PROVIDED TEXT:
>> Start

The rapidly evolving field of machine learning, fostered by the eruption of data availability and computing power, is auspicious for investment management. The ability of machine learning to uncover patterns in data holds particular promise for return prediction and thus, for the enhancement of trading strategies. One of the most pervasive trading strategies in the financial literature is the price momentum strategy. With its occasional but severe profit punctuations, the momentum strategy poses an interesting case for reformation through machine learning. Motivated by the unique potential of coupling “momentum and machines”, we investigate the performance of three trading strategies based on machine learning models with momentumrelated input variables. We find that such machine learning-based trading strategies outperform the conventional price momentum strategy and mitigate its profit punctuations considerably. Further, we document a large economic potential from an ensemble strategy that equally weighs the three machine learning-based trading strategies and the conventional price momentum strategy. The ensemble strategy outshines all individual strategies and approximately doubles the Sharpe ratio of the conventional momentum strategy. Thus, our findings offer supportive evidence for the benefits of applying machine learning to return prediction. However, the complex nature of machine learning models makes it difficult to draw meaningful interpretations of what drives their superior performance. Hence, while the machine learning models engender profitable trading strategies, their complexity induces limited interpretability. Consequently, the enigma of machine learning hinders the practical implementation of our findings.

>> End

DESCRIPTION OF THE TASK:
According to the abstract on momentum and machine learning, what effect does the ensemble strategy have on the Sharpe ratio of the conventional momentum strategy? The listing that follows comes from a separate source.

RAW DATA:
>> Start

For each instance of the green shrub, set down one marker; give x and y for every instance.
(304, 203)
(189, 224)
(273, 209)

>> End

RESULT:
It approximately doubles it.